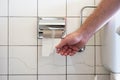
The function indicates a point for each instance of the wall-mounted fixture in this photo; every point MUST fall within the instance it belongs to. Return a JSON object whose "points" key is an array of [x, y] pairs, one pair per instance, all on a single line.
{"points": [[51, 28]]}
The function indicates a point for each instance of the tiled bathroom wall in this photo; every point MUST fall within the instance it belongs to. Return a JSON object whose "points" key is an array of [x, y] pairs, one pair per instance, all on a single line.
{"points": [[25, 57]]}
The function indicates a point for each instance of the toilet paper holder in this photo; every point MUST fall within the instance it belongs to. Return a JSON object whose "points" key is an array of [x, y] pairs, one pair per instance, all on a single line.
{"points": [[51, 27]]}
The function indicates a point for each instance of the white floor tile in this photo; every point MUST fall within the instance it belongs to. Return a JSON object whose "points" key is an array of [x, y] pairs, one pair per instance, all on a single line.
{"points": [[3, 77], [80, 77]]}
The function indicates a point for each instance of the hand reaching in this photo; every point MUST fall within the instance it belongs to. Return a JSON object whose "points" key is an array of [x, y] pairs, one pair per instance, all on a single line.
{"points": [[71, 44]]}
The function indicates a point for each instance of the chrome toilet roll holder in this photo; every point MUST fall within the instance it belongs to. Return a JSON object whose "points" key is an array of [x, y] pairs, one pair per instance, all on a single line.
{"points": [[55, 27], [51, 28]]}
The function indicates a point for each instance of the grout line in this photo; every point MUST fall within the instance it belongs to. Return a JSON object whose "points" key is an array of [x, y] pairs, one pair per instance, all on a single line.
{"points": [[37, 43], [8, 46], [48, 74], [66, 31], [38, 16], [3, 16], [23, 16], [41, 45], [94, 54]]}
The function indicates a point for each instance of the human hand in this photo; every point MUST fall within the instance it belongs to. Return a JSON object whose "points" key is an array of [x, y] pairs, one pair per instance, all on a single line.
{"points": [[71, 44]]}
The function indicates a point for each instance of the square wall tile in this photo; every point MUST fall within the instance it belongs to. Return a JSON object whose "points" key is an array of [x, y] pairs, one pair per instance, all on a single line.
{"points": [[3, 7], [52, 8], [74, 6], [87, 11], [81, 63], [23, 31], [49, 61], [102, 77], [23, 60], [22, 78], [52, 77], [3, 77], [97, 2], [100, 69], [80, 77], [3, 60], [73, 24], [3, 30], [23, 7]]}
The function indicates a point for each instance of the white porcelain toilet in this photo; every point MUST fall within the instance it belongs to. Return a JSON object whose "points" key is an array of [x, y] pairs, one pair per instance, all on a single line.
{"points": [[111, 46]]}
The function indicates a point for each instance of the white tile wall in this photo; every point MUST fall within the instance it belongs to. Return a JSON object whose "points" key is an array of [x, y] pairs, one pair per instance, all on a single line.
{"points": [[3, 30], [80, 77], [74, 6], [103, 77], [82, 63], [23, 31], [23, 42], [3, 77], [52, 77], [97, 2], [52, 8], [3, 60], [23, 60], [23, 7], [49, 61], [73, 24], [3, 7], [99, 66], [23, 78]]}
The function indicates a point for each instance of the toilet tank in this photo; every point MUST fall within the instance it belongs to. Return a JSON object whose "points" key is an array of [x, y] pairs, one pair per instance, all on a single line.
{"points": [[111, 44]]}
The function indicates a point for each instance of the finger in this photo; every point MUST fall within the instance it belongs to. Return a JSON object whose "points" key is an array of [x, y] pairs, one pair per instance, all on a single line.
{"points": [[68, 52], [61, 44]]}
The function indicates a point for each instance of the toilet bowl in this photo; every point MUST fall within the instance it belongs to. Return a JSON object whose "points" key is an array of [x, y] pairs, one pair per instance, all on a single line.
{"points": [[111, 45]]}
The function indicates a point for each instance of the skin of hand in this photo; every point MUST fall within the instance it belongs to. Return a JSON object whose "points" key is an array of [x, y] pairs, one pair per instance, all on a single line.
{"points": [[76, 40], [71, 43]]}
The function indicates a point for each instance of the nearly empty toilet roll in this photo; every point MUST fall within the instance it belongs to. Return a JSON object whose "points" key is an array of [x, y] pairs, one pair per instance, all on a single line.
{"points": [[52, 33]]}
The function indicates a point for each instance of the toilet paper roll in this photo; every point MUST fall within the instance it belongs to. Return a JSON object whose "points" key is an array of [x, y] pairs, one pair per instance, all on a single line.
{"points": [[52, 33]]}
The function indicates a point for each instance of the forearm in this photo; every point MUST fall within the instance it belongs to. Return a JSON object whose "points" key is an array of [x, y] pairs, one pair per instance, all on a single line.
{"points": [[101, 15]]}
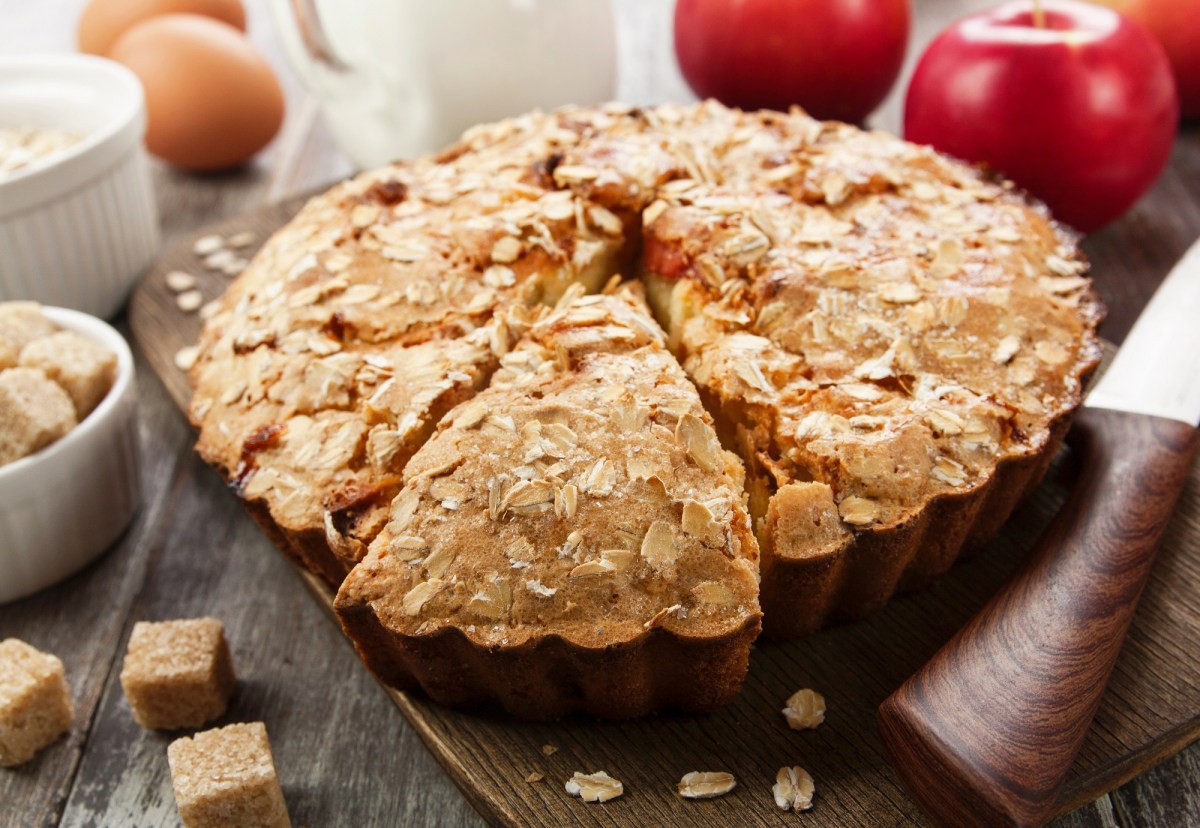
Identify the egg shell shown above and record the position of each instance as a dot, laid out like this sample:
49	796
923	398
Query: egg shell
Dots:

- What to work on
Reproduce all of the lines above, replacing every occurrence of "photo" with "image" and leaving everything else unchanged. Omit the pictures from your answer.

- Exercise result
The function indicates a point for each instance of the wall-mounted fixture in this image; every point MUST fall within the instance it belongs to. Return a JSON object whose "points" key is an array of [x, y] pairs, one pair per instance, all on a single line.
{"points": [[51, 28]]}
The function indicates a point for each instance of the tiled bathroom wall in this image; every point MUST fall within the instance it belongs to. Return a JSON object whose "points" key is an array of [x, y] pairs, one pair per instance, all on a single line.
{"points": [[25, 57]]}
The function indicates a point for each instance of the toilet paper holder in this image; every point MUST fall within the instance it belongs to. Return a JSON object whose "points" key is an array of [x, y] pairs, one pair per instance, all on a single line.
{"points": [[51, 27]]}
The function indicates a point for each instance of the white floor tile in this image; every point MUST fall within the instance it belongs to. Return a JSON object whose "points" key is an array of [x, y] pairs, one pair per instance, all on a single line.
{"points": [[3, 77], [80, 77]]}
The function indicates a point for each instance of the hand reaching in this image; every point MUST fall within the instance it belongs to. Return a JSON object whose "points" key is an array of [x, y] pairs, one pair per instance, all on a single line.
{"points": [[71, 44]]}
The function indicates a point for each instance of the chrome toilet roll holder in this image; every point MUST fall within the instance it belongs to. Return a JSON object whose "points" key is an array of [x, y] pairs, one pair per instance, all on a single line.
{"points": [[55, 27], [51, 28]]}
The function indicates a point for each instance of the grout line in this image; every point MUST fall within the instance it belongs to. Return a JSON object whose "points" key is an array of [x, y] pairs, one pair per instance, all on a single line.
{"points": [[37, 43], [8, 46], [48, 74], [66, 31], [38, 16], [3, 16], [23, 16], [41, 45], [94, 54]]}
The function indicates a point for each instance of the human hand in this image; every point MUST fall within the instance it belongs to. Return a JSON object whose "points" key is an array of [x, y] pairs, one pair per instance, all on a single line.
{"points": [[71, 44]]}
The function indicates a point for each instance of the square wall tile in this image; every point MUST fall within the instance it belongs to. Return a JSON object whose "points" key is an array of [x, y] pairs, one pair per instance, all on a single line.
{"points": [[3, 7], [52, 8], [74, 6], [87, 11], [81, 63], [23, 31], [49, 61], [102, 77], [23, 60], [22, 78], [52, 77], [3, 77], [97, 2], [100, 69], [80, 77], [3, 60], [73, 24], [3, 30], [23, 7]]}
The function indicates a point for each instance of the white porcelain toilet in this image; every point MUST fall within the instance it belongs to. Return a JSON object whose "points" key is an array of [x, y] pairs, one pair per instance, all on a single line.
{"points": [[111, 46]]}
The function indicates a point for each instance of the white tile wall in this image; every point MUST fall within the instance it belongs to. Return a JSON object whose "points" key is an array of [x, y] pairs, one pair per instance, all on a single line.
{"points": [[3, 30], [80, 77], [74, 6], [103, 77], [82, 63], [23, 31], [23, 42], [3, 77], [52, 77], [97, 2], [52, 8], [3, 60], [23, 60], [23, 7], [49, 61], [73, 24], [3, 7], [99, 66], [23, 78]]}
The function indicates a point for each instance of the toilet tank in this image; every point MUST fall within the instance it belongs to. Return a JSON object whose "points" key is an array of [x, y] pairs, one pair per instance, all on a single line.
{"points": [[111, 44]]}
The function indicates a point for each instance of the finger in this image; every point MUST fall within the instance it belongs to. Return a JSON object whose "points" key is an array of [x, y] pairs, one pair per instance, all on a single line.
{"points": [[68, 52], [61, 44]]}
The function indicates a point for each instance of the toilet bowl in this image; every point MUST fall within the instance it belongs to. Return a JSON object whose "points" key is an array of [x, y] pairs, one pair per instance, all on a single line.
{"points": [[111, 45]]}
The function indicates a point for each instance of the skin of hand in this image; every point MUST fall within the instance it belongs to. Return a JSON object whose "points" key is an array of [x, y] pairs, one pair per instance, all on a single line.
{"points": [[76, 40], [71, 43]]}
The function indicates a point for each instance of the nearly empty toilet roll in this image; every point MUST fall within the instance it belongs to. Return a JSON object whose "points" key is an array of [x, y] pairs, one pair per instance, all on a single line.
{"points": [[52, 33]]}
The function indicates a point for each instance of the toilet paper roll in this image; every point MUST fall within the instance it belongs to. Return a JSON object whose "points" key is an array of [x, y] pairs, one pair per instance, all on a single line.
{"points": [[52, 33]]}
The function indicates a point for each instance of the forearm in this image; every point MUST fall within the instance it belongs to. Return a JSON object whose "points" key is an array of [x, y] pairs, one pair per instance, all on a single line.
{"points": [[101, 15]]}
Identify the egg shell shown above and record the position of each instance as a dot, laid out like this sample:
49	796
923	398
Query: egg shell
Dots:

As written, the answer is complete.